* What needs to be done *
Rewrite the data below so that every "Target" becomes "Object", with nothing else altered.

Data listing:
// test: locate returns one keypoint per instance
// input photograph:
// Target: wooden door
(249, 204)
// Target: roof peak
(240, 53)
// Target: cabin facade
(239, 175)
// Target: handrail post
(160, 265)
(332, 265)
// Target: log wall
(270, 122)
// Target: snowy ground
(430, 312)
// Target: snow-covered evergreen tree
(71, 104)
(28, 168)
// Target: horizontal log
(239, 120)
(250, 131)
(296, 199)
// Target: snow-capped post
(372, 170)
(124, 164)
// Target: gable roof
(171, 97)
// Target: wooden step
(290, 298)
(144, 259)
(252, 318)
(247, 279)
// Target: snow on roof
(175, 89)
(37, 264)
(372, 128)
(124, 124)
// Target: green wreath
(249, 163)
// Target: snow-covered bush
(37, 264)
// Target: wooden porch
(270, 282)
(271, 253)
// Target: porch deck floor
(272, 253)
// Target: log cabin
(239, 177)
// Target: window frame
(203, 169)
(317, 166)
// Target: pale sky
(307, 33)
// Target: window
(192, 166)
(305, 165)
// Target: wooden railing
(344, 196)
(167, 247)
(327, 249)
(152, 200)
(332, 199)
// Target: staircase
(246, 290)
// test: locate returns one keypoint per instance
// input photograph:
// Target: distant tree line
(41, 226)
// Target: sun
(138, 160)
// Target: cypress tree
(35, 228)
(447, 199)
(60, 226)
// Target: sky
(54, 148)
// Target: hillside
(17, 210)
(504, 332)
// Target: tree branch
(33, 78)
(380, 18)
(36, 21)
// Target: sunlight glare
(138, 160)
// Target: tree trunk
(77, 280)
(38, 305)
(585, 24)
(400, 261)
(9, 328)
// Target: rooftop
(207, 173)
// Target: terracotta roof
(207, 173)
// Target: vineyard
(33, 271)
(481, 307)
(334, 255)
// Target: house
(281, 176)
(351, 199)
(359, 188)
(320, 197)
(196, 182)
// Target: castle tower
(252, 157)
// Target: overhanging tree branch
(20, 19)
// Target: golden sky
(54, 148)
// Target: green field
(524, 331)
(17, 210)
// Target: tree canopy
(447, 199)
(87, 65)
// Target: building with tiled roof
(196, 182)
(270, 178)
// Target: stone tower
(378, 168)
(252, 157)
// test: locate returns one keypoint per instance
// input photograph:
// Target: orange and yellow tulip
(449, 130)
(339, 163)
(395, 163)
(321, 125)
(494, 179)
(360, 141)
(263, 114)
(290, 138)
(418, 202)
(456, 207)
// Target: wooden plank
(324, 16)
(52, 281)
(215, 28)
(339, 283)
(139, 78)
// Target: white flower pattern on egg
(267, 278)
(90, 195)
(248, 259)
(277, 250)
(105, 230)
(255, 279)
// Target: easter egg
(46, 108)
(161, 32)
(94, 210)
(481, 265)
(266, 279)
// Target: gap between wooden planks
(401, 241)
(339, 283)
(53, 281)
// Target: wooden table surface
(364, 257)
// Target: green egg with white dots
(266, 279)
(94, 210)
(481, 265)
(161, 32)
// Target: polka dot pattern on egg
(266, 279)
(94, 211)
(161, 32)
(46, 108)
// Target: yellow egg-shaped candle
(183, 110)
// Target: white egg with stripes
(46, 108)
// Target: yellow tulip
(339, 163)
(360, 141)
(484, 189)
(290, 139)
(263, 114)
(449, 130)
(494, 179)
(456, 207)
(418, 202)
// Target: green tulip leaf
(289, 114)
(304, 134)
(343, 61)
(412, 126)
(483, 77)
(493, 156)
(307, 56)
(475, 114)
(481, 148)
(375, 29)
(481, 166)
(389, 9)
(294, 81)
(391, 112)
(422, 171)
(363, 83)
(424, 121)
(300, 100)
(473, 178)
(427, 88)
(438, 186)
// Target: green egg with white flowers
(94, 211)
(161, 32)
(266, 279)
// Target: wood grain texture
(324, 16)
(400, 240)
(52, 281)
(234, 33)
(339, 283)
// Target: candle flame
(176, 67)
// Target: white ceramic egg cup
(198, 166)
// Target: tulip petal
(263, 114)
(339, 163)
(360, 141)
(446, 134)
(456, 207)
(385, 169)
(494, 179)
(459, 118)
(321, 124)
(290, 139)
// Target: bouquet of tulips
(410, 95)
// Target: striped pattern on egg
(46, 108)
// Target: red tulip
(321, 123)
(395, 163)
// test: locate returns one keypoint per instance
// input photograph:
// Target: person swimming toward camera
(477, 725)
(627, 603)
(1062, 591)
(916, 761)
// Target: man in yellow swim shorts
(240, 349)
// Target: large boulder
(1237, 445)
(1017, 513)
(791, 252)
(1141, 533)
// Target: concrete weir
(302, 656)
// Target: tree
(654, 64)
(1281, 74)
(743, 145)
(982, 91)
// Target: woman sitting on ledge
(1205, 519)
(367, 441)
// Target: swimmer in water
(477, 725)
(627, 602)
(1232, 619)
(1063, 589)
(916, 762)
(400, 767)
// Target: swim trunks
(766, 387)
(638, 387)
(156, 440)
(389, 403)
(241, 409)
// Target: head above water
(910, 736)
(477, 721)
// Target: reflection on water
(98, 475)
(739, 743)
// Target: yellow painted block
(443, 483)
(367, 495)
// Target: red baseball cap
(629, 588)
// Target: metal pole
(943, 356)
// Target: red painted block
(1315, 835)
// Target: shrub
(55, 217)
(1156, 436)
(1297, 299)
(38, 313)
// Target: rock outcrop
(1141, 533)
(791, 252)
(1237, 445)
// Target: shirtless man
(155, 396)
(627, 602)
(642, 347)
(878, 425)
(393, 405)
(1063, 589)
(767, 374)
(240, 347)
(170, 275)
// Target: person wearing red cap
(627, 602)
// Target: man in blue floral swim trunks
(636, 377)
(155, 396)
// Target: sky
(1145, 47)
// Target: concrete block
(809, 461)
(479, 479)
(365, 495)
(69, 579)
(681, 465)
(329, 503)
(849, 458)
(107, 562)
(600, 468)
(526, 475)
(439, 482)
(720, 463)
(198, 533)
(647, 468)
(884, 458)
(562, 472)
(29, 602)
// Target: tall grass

* Exercise answer *
// test: locate returns one keypoint per instance
// input photograph:
// Object: wooden door
(249, 204)
// Object: roof peak
(240, 53)
// Object: cabin facade
(239, 175)
// Object: handrail post
(160, 265)
(332, 265)
// Object: log wall
(270, 122)
// Object: snowy ground
(430, 312)
// Object: snow-covered evergreen tree
(71, 104)
(28, 168)
// Object: horizontal log
(239, 120)
(250, 131)
(296, 199)
// Object: snow-capped post
(372, 170)
(124, 164)
// Object: gable roof
(171, 97)
// Object: wooden step
(290, 298)
(144, 259)
(252, 318)
(247, 279)
// Object: snow on roof
(175, 89)
(37, 264)
(372, 128)
(124, 124)
// Object: green wreath
(249, 163)
// Object: snow-covered bush
(37, 264)
// Object: wooden porch
(270, 282)
(271, 253)
// Object: porch deck floor
(272, 253)
// Object: log cabin
(239, 177)
// Object: window frame
(203, 169)
(317, 166)
// Object: pale sky
(307, 33)
// Object: window
(192, 166)
(305, 165)
// Object: wooden railing
(344, 196)
(167, 247)
(327, 249)
(152, 200)
(332, 199)
// Object: staircase
(246, 290)
// test: locate returns one keypoint per instance
// input photograph:
// Object: distant tree line
(41, 226)
// Object: sun
(138, 160)
// Object: cypress tree
(35, 228)
(447, 199)
(60, 226)
// Object: sky
(54, 148)
// Object: hillside
(17, 210)
(504, 332)
// Object: tree branch
(33, 78)
(380, 18)
(36, 21)
// Object: sunlight glare
(138, 160)
// Object: tree trunk
(77, 280)
(38, 305)
(585, 24)
(400, 261)
(9, 328)
// Object: rooftop
(207, 173)
// Object: terracotta roof
(207, 173)
// Object: vineyard
(33, 271)
(481, 307)
(334, 255)
// Object: house
(281, 176)
(351, 199)
(359, 188)
(320, 197)
(196, 182)
// Object: castle tower
(252, 157)
// Object: overhanging tree branch
(20, 19)
// Object: golden sky
(54, 148)
// Object: green field
(524, 331)
(17, 210)
// Object: tree canopy
(447, 199)
(87, 65)
// Object: building with tiled roof
(196, 182)
(270, 178)
// Object: stone tower
(378, 168)
(252, 157)
// test: locate returns one keypoint per instance
// input photograph:
// Object: orange and yellow tulip
(449, 130)
(339, 163)
(395, 163)
(321, 125)
(494, 179)
(360, 141)
(263, 114)
(290, 138)
(418, 202)
(456, 207)
// Object: wooden plank
(324, 16)
(52, 281)
(215, 28)
(339, 283)
(139, 78)
// Object: white flower pattern on egg
(267, 278)
(90, 195)
(248, 259)
(277, 250)
(105, 230)
(255, 279)
// Object: easter egg
(46, 108)
(161, 32)
(94, 210)
(481, 265)
(266, 279)
// Object: gap between wooden planks
(401, 241)
(339, 283)
(53, 281)
// Object: wooden table surface
(364, 257)
// Object: green egg with white dots
(266, 279)
(94, 210)
(481, 265)
(161, 32)
// Object: polka dot pattern on egg
(266, 279)
(94, 211)
(161, 32)
(46, 108)
// Object: yellow egg-shaped candle
(183, 110)
// Object: white egg with stripes
(46, 108)
// Object: yellow tulip
(339, 163)
(360, 141)
(484, 189)
(290, 139)
(263, 114)
(449, 130)
(494, 179)
(456, 207)
(418, 202)
// Object: green tulip leaf
(289, 114)
(304, 134)
(343, 61)
(412, 126)
(483, 77)
(493, 156)
(307, 56)
(475, 114)
(481, 148)
(375, 29)
(481, 166)
(389, 9)
(294, 81)
(391, 112)
(422, 171)
(363, 83)
(424, 121)
(300, 100)
(473, 178)
(427, 88)
(438, 186)
// Object: green egg with white flowers
(94, 211)
(161, 32)
(266, 279)
// Object: wood grain texture
(324, 16)
(400, 240)
(52, 281)
(234, 33)
(339, 283)
// Object: candle flame
(176, 67)
// Object: white ceramic egg cup
(198, 166)
// Object: tulip petal
(263, 114)
(339, 163)
(360, 141)
(446, 134)
(456, 207)
(385, 169)
(494, 179)
(459, 118)
(321, 124)
(290, 139)
// Object: bouquet of tulips
(410, 95)
// Object: striped pattern on egg
(46, 108)
// Object: red tulip
(321, 123)
(395, 163)
// test: locate returns one keypoint per instance
// input photograph:
// Object: person swimming toward camera
(477, 725)
(627, 603)
(1062, 591)
(916, 761)
// Object: man in yellow swim shorts
(240, 349)
// Object: large boulder
(1237, 445)
(1017, 513)
(791, 252)
(1141, 533)
// Object: concrete weir
(302, 656)
// Object: tree
(654, 64)
(1281, 74)
(743, 145)
(982, 91)
// Object: woman sitting on ledge
(1205, 519)
(367, 441)
// Object: swimmer in water
(477, 725)
(627, 602)
(1232, 619)
(1063, 589)
(916, 762)
(400, 767)
// Object: swim trunks
(766, 387)
(638, 387)
(156, 440)
(389, 403)
(241, 409)
// Object: head above water
(910, 736)
(477, 721)
// Object: reflection on water
(98, 475)
(739, 743)
// Object: yellow painted block
(443, 483)
(367, 495)
// Object: red baseball cap
(629, 588)
// Object: metal pole
(943, 356)
// Object: red painted block
(1315, 835)
// Object: shrub
(55, 217)
(1156, 436)
(1297, 299)
(38, 313)
// Object: rock outcrop
(1141, 533)
(791, 252)
(1237, 445)
// Object: shirtless man
(155, 396)
(627, 602)
(642, 347)
(878, 425)
(393, 405)
(1063, 589)
(767, 374)
(240, 347)
(170, 275)
// Object: person wearing red cap
(627, 602)
// Object: man in blue floral swim trunks
(636, 377)
(155, 396)
// Object: sky
(1145, 47)
// Object: concrete block
(809, 461)
(479, 479)
(365, 495)
(69, 579)
(681, 465)
(329, 503)
(849, 458)
(107, 562)
(600, 468)
(526, 475)
(439, 482)
(720, 463)
(198, 533)
(647, 468)
(884, 458)
(562, 472)
(29, 602)
// Object: tall grass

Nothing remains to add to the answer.